Data excerpts:
------------------------------

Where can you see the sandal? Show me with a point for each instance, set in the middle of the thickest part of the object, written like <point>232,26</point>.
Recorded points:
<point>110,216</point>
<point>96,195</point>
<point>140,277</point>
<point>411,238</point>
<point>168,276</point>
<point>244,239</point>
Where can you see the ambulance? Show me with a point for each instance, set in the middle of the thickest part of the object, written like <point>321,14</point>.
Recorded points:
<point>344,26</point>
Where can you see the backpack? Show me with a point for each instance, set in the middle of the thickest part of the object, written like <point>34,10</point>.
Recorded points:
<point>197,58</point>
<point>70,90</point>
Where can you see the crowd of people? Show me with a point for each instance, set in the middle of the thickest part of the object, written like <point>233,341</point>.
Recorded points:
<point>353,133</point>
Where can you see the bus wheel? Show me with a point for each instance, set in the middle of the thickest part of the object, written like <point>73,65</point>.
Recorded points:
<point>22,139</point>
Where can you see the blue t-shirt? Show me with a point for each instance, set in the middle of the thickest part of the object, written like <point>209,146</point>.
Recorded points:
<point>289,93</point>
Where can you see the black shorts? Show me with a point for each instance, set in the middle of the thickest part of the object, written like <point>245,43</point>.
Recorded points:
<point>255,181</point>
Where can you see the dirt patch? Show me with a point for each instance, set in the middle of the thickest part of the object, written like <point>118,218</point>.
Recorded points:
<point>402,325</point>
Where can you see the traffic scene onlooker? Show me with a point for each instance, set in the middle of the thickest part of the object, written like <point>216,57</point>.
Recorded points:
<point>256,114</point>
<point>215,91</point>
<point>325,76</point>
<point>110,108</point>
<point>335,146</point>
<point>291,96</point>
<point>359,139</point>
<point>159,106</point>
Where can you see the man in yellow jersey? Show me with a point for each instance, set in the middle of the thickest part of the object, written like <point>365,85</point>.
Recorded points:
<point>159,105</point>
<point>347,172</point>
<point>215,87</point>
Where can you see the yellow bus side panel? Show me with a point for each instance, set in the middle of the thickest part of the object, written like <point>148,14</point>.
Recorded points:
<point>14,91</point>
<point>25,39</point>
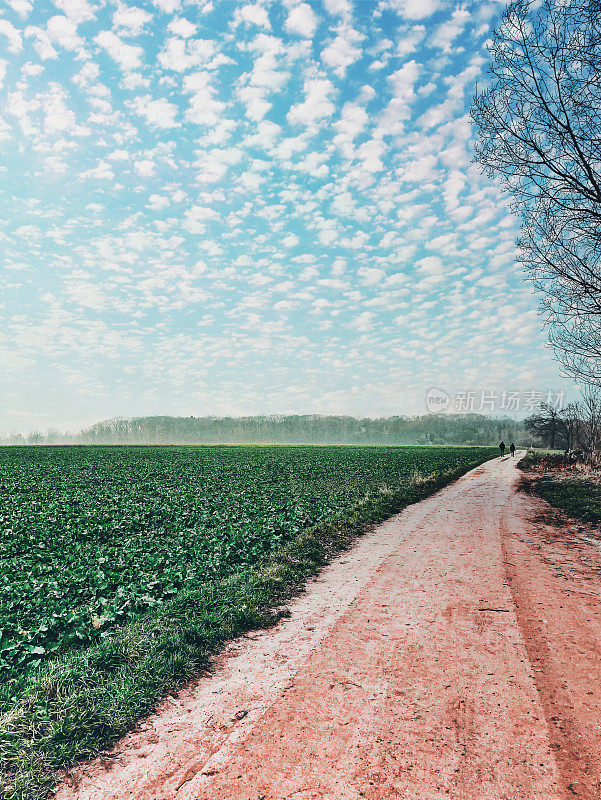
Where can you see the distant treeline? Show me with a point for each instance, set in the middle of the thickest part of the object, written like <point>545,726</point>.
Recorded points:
<point>451,429</point>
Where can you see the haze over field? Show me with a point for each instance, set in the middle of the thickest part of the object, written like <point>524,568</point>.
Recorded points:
<point>242,208</point>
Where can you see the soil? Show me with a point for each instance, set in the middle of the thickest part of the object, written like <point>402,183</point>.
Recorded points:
<point>454,652</point>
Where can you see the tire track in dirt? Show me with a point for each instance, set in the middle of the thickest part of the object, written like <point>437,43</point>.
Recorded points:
<point>403,672</point>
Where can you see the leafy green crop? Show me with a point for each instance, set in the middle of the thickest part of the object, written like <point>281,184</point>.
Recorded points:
<point>94,535</point>
<point>122,569</point>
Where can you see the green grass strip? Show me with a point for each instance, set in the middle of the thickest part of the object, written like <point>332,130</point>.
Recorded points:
<point>578,498</point>
<point>72,708</point>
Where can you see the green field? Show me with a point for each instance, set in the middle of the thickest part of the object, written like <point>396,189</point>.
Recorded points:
<point>123,568</point>
<point>577,495</point>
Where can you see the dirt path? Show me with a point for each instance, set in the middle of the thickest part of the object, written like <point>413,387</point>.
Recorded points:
<point>455,652</point>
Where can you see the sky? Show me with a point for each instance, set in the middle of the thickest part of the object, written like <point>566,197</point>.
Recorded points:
<point>251,208</point>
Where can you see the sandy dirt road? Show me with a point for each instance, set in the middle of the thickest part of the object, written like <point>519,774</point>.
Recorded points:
<point>454,652</point>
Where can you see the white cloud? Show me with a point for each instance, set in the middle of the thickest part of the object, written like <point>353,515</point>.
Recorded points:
<point>158,113</point>
<point>12,34</point>
<point>302,20</point>
<point>317,104</point>
<point>343,50</point>
<point>128,56</point>
<point>196,217</point>
<point>181,55</point>
<point>338,7</point>
<point>145,168</point>
<point>252,14</point>
<point>130,19</point>
<point>77,10</point>
<point>167,6</point>
<point>21,7</point>
<point>182,27</point>
<point>414,9</point>
<point>450,30</point>
<point>205,108</point>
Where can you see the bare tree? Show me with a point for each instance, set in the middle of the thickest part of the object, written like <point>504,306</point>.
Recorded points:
<point>591,413</point>
<point>546,424</point>
<point>539,129</point>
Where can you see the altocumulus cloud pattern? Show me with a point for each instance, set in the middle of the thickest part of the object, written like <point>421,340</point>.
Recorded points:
<point>229,207</point>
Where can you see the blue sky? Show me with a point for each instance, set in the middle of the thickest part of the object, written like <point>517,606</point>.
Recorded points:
<point>240,208</point>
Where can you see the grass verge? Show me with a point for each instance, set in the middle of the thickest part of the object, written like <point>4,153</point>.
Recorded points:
<point>580,499</point>
<point>72,708</point>
<point>577,496</point>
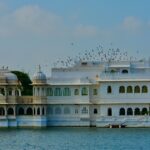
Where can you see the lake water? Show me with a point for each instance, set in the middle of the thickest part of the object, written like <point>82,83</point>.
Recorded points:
<point>75,139</point>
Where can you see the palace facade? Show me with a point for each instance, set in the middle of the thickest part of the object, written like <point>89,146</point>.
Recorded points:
<point>100,94</point>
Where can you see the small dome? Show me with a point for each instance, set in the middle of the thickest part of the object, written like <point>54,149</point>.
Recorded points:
<point>11,77</point>
<point>7,77</point>
<point>39,76</point>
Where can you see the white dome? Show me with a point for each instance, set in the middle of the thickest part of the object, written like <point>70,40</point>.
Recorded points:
<point>11,77</point>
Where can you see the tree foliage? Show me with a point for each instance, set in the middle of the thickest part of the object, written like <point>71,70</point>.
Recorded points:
<point>25,82</point>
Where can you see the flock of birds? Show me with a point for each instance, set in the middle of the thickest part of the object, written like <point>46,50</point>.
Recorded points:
<point>97,55</point>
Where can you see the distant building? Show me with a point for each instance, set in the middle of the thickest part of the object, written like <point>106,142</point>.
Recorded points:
<point>100,94</point>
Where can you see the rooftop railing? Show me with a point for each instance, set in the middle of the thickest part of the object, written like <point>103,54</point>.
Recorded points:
<point>117,76</point>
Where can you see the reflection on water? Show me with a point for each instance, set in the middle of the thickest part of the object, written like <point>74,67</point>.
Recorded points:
<point>75,139</point>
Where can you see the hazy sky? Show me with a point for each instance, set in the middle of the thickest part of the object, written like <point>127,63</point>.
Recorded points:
<point>36,32</point>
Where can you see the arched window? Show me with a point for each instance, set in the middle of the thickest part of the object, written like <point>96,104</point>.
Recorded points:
<point>58,92</point>
<point>34,112</point>
<point>49,92</point>
<point>84,91</point>
<point>43,111</point>
<point>124,71</point>
<point>144,89</point>
<point>144,111</point>
<point>16,93</point>
<point>109,90</point>
<point>129,111</point>
<point>76,92</point>
<point>2,111</point>
<point>109,112</point>
<point>29,111</point>
<point>122,112</point>
<point>9,92</point>
<point>137,89</point>
<point>2,91</point>
<point>95,111</point>
<point>43,93</point>
<point>57,110</point>
<point>121,89</point>
<point>95,92</point>
<point>38,91</point>
<point>66,110</point>
<point>66,92</point>
<point>129,89</point>
<point>10,111</point>
<point>76,111</point>
<point>84,110</point>
<point>20,111</point>
<point>38,111</point>
<point>137,111</point>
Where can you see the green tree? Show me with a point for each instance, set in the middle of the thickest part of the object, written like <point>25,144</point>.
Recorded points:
<point>25,82</point>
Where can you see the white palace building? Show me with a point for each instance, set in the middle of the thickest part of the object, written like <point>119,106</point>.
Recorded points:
<point>101,94</point>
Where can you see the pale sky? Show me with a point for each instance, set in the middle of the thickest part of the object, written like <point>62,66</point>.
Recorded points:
<point>36,32</point>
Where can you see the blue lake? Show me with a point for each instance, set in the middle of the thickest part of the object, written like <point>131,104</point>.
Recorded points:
<point>58,138</point>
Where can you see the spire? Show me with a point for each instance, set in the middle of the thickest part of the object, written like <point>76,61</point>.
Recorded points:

------------------------------

What to work on: Your job is to return all lines above that hold the word "palace".

Your response:
Where can you see the palace facade? Show me with a point for each instance, set in the middle of the thickest part of the object, written like <point>89,146</point>.
Where can you see the white palace building? Show me with a point for each instance, set in the middle of the thickest part of the object, written like <point>119,106</point>.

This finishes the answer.